### DO THIS
Convert the entire listing below into a JSON array of strings, with one string for each line and any blank lines omitted.

◆ ◆ ◆ ◆

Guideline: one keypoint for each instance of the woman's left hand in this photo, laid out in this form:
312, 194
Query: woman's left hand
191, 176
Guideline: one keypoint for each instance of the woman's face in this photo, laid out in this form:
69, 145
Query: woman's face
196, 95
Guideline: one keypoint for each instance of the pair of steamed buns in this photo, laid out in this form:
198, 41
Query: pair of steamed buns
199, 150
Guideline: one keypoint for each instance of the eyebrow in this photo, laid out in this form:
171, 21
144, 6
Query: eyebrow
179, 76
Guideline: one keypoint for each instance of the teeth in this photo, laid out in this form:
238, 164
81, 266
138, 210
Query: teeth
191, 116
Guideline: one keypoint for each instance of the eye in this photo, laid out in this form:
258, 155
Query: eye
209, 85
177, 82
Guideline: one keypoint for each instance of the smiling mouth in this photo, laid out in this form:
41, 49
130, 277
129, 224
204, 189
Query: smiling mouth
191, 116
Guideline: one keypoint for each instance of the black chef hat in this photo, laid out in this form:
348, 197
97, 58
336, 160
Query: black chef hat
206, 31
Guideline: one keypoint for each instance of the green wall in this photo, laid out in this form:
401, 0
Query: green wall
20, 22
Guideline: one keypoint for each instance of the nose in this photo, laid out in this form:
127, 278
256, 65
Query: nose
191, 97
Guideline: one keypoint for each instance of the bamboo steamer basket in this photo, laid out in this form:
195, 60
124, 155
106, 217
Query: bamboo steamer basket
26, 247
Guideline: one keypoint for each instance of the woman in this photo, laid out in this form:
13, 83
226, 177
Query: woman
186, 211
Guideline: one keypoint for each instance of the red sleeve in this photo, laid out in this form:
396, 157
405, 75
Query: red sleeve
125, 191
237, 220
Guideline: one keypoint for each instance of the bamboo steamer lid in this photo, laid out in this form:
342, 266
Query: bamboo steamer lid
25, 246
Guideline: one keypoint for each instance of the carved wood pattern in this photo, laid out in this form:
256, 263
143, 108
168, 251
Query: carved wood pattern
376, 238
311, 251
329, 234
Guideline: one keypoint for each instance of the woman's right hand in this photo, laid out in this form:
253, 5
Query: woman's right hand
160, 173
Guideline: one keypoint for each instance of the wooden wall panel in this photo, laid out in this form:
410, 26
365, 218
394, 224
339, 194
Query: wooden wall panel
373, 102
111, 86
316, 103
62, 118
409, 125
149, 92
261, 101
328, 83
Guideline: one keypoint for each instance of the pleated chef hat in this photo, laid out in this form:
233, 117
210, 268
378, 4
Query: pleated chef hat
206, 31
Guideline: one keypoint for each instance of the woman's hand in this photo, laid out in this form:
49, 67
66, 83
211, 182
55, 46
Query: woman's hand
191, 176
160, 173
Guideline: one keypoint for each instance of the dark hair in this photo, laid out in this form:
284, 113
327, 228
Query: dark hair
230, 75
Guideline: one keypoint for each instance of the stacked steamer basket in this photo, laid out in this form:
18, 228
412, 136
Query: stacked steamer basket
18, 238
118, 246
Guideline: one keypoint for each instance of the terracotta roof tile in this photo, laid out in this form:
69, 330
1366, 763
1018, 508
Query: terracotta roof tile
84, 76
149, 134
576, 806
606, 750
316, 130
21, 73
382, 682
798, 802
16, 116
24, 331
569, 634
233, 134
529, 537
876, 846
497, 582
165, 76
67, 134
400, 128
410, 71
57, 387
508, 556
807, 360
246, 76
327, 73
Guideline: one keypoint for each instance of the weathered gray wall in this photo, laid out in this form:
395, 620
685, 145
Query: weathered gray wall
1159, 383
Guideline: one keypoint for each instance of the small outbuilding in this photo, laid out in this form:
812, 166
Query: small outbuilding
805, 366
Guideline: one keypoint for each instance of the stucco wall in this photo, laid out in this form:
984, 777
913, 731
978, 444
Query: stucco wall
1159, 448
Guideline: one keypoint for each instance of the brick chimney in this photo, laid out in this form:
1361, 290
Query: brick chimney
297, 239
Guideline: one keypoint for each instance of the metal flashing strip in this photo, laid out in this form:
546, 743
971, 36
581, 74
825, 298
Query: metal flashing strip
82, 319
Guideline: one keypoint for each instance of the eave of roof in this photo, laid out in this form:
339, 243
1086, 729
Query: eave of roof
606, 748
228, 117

◆ ◆ ◆ ◆

### FULL ANSWER
[
  "Guideline: one keypoint for each instance of the woman's left hand in this photo, laid out in this form:",
  "312, 194",
  "Query: woman's left hand",
  "191, 176",
  "Guideline: one keypoint for each instance of the woman's face in this photo, laid out in this form:",
  "69, 145",
  "Query: woman's face",
  "196, 95",
  "Guideline: one keypoint for each instance of the pair of steamed buns in this photo, laid out in this form:",
  "198, 41",
  "Query: pair of steamed buns",
  "199, 150",
  "Guideline: one keypoint for each instance of the eyebrow in this photo, laid out in this form:",
  "171, 21",
  "144, 6",
  "Query: eyebrow",
  "179, 76",
  "Guideline: one keypoint for each instance of the teeth in this photo, laid out in this form:",
  "238, 164",
  "81, 266",
  "138, 210",
  "Query: teeth",
  "191, 116",
  "Guideline: one keypoint for each instance of the eye in this photo, laid out in this form:",
  "258, 155",
  "Query: eye",
  "209, 85",
  "177, 82",
  "Guideline: one keypoint for each instance of the smiling mouth in this photo, laid out in this form:",
  "41, 49",
  "130, 277",
  "129, 224",
  "204, 189",
  "Query: smiling mouth",
  "191, 116",
  "Guideline: one keypoint for each instance of the black chef hat in this photo, laid out in this form:",
  "348, 197",
  "97, 58",
  "336, 160",
  "Query: black chef hat",
  "206, 31",
  "Guideline: one keypoint for each instance of the green wall in this photo, laid out in this form:",
  "401, 0",
  "Query: green wall",
  "20, 22",
  "Guideline: one keypoint for each instance of the nose in this photo, laid out in this form:",
  "127, 278",
  "256, 65",
  "Query: nose",
  "191, 97",
  "Guideline: one keypoint for each instance of the bamboo steamer basket in this photo, laid out in this form:",
  "195, 60",
  "124, 155",
  "106, 217",
  "Query: bamboo steamer basket",
  "26, 247",
  "Guideline: one keypoint for each instance of the woman in this photo, laid out in this form:",
  "13, 83",
  "226, 177",
  "Query: woman",
  "186, 211",
  "Guideline: one keypoint for each instance of the red sleeve in this photo, laid out in this form:",
  "396, 157",
  "405, 75",
  "Query: red sleeve",
  "125, 191",
  "237, 220",
  "Guideline: one keypoint for each instance of the bamboo steamer lid in this photo, laid out in this form:",
  "342, 266",
  "Query: bamboo steamer lid",
  "25, 246",
  "Guideline: one keypoint for each instance of the carved wood pattern in this photo, laid out in this form:",
  "256, 263",
  "143, 108",
  "168, 251",
  "Query: carved wood pattern",
  "376, 238",
  "311, 251",
  "329, 234",
  "Guideline: one keypoint for each instance of the woman's right hand in this photo, laid out in this form:",
  "253, 5",
  "Query: woman's right hand",
  "160, 173",
  "Guideline: one keypoint for each instance of the wooden wall panel in this photo, laid out in this form:",
  "410, 26",
  "365, 218",
  "394, 224",
  "339, 194",
  "Query: wooden wall panel",
  "373, 102",
  "111, 86",
  "316, 103",
  "62, 118",
  "409, 125",
  "149, 92",
  "261, 101",
  "328, 83",
  "Guideline: one keypoint for each instance of the pleated chef hat in this photo, laid out in this form:",
  "233, 117",
  "210, 268",
  "378, 4",
  "Query: pleated chef hat",
  "206, 31",
  "Guideline: one keypoint for each instance of the woman's hand in this photo, laid out in this form:",
  "49, 67",
  "66, 83",
  "211, 182",
  "55, 46",
  "Query: woman's hand",
  "191, 176",
  "160, 173",
  "Guideline: one keypoint for each instance of the dark hair in this photo, laid out in this form:",
  "284, 113",
  "327, 228",
  "Query: dark hair",
  "230, 75",
  "Guideline: one keypoint for each instance of the stacked steamer basket in this photo, laid out in this form:",
  "18, 228",
  "412, 136",
  "Query: stacked steamer basket",
  "18, 238",
  "118, 246",
  "Guideline: one keypoint for each instance of the terracotta roof tile in this photo, laid out in this form:",
  "69, 330",
  "1366, 763",
  "1018, 508",
  "Query: terracotta roof tile",
  "84, 76",
  "149, 134",
  "576, 806",
  "606, 750",
  "316, 130",
  "21, 73",
  "382, 682",
  "798, 802",
  "16, 116",
  "24, 331",
  "569, 634",
  "233, 134",
  "529, 537",
  "876, 846",
  "497, 582",
  "165, 76",
  "67, 134",
  "400, 128",
  "410, 71",
  "57, 387",
  "508, 556",
  "807, 360",
  "246, 76",
  "327, 73",
  "Guideline: one keypoint for each instance of the weathered gray wall in this photo, laid out in this form:",
  "395, 620",
  "685, 145",
  "Query: weathered gray wall",
  "1159, 383",
  "Guideline: one keypoint for each instance of the small outbuilding in this photo, laid out in this form:",
  "812, 166",
  "Query: small outbuilding",
  "805, 366",
  "Guideline: one keypoint for each instance of the stucco wall in this photo, laid out in this form:",
  "984, 777",
  "913, 731",
  "978, 444",
  "Query: stucco wall",
  "1159, 448",
  "Guideline: one keypoint for each instance of the brick chimney in this photo, laid out in this form:",
  "1361, 290",
  "Query: brick chimney",
  "297, 239",
  "Guideline: one keypoint for each instance of the metal flashing strip in this photo, laid out in this form:",
  "546, 743",
  "971, 36",
  "581, 74",
  "825, 298",
  "Query: metal flashing strip",
  "82, 319",
  "Guideline: one keypoint for each instance of the eave of roof in this photo, laid out in this form:",
  "339, 243",
  "1086, 729",
  "Query: eave of roof",
  "606, 748",
  "228, 117"
]